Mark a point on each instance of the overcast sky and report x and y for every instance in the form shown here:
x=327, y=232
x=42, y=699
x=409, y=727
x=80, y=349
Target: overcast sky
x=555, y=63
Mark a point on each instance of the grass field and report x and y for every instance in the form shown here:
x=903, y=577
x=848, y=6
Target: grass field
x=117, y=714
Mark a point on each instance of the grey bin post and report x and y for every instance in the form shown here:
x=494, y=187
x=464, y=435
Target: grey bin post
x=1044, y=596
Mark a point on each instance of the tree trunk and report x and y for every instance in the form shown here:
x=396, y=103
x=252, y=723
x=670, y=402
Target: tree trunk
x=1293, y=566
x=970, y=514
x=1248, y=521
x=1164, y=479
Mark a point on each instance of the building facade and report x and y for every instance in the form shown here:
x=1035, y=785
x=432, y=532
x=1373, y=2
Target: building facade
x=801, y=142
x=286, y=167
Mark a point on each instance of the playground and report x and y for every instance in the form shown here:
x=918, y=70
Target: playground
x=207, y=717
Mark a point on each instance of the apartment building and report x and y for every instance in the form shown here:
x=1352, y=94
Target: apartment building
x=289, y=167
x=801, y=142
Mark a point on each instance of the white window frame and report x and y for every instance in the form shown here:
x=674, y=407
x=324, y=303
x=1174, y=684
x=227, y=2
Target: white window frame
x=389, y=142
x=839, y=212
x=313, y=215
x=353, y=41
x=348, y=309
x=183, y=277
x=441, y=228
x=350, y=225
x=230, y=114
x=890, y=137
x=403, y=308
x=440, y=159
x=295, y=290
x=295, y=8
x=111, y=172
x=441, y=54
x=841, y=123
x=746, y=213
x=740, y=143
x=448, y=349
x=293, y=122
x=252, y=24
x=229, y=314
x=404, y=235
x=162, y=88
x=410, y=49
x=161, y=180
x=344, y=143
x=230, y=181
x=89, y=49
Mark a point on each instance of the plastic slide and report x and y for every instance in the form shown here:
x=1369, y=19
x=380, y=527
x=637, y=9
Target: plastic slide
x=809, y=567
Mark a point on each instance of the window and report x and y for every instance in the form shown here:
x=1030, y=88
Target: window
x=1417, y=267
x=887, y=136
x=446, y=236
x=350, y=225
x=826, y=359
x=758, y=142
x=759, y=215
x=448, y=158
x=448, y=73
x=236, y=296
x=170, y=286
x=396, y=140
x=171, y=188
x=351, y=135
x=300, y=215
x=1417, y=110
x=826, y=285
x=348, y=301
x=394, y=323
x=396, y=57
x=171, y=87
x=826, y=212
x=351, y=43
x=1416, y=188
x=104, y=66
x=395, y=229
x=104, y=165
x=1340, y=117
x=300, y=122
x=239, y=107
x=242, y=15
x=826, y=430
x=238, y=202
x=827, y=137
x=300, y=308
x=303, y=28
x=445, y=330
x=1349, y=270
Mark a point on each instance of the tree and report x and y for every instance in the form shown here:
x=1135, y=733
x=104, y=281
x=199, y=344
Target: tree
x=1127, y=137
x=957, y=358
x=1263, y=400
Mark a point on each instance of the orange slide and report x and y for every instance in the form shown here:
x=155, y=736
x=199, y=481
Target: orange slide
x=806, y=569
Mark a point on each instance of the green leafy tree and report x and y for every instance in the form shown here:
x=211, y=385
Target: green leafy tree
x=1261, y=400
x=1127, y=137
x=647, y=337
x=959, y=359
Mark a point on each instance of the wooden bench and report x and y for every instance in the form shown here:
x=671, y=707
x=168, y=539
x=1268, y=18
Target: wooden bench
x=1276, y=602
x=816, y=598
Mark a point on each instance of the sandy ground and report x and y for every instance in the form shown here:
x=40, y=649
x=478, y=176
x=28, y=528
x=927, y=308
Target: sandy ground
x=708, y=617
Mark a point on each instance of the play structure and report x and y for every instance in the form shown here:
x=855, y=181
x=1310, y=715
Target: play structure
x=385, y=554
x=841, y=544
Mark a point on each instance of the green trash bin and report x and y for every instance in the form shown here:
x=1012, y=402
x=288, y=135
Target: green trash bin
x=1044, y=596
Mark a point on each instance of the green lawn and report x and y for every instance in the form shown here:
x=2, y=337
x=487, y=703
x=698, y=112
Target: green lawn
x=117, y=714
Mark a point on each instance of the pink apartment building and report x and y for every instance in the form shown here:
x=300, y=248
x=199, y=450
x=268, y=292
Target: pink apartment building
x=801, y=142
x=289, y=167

* _AIM OF THE TASK_
Output the first line of the entries above and every line after it, exactly as written, ending with the line that contains "x=1352, y=94".

* _TASK OUTPUT_
Mark a point on each instance of the overcast sky and report x and y for every instance in the form shown here:
x=327, y=232
x=42, y=699
x=409, y=727
x=80, y=349
Target: overcast sky
x=555, y=63
Mark a point on each instance of the grass field and report x and y for every instance in the form shown here:
x=903, y=577
x=848, y=6
Target: grass field
x=117, y=714
Mark a point on each instance of the grey bin post and report x and y for every instance in the form shown here:
x=494, y=187
x=464, y=435
Target: grey bin post
x=1044, y=596
Mark a point on each instance of the tree trunk and report x and y for every instance in the form shown here:
x=396, y=103
x=252, y=723
x=670, y=402
Target: tree trunk
x=1293, y=566
x=970, y=514
x=1248, y=521
x=1164, y=479
Mark a point on each instance of the building facade and report x and y for every instance in the form shown here:
x=1035, y=785
x=432, y=532
x=1373, y=2
Target: building facade
x=801, y=142
x=286, y=167
Mark a point on each instance of the playground and report x and y for every instance in the form shown here:
x=918, y=70
Target: playground
x=207, y=717
Mark a point on each instance of the apartment building and report x and y for every instance in the form shown here:
x=1352, y=94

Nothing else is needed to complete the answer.